Top of Data for this exercise
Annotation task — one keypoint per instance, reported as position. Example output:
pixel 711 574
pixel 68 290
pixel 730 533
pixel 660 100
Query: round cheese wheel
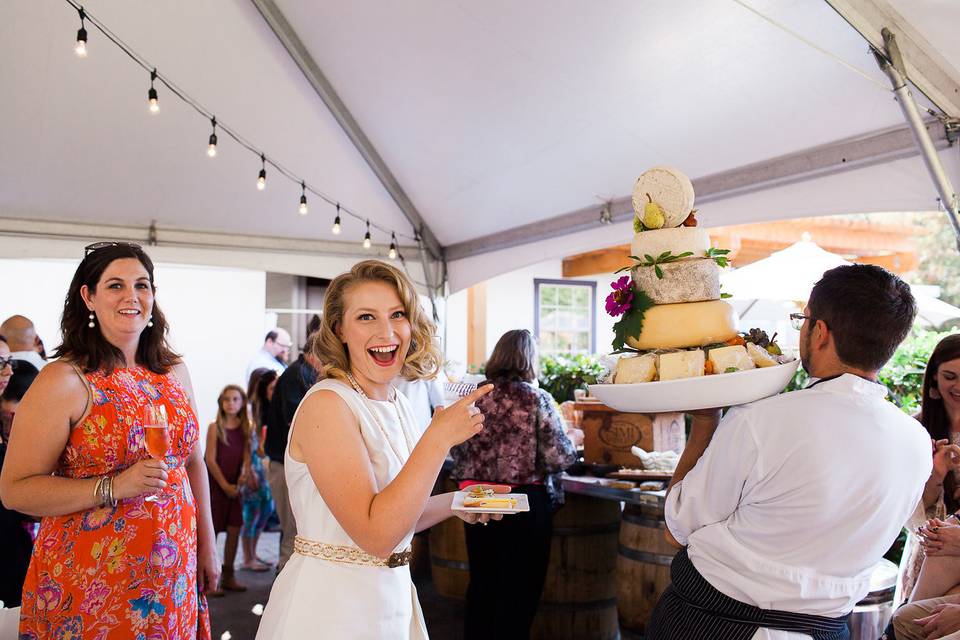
Bottom of Data for this exercise
◆ What you will do
All the lines above are to be reproduced exactly, except the pictures.

◆ Solution for this exercise
Annotation task — one keypoint per instance, reported as position. Example output:
pixel 711 574
pixel 68 290
pixel 730 533
pixel 660 100
Query: round cheese wheel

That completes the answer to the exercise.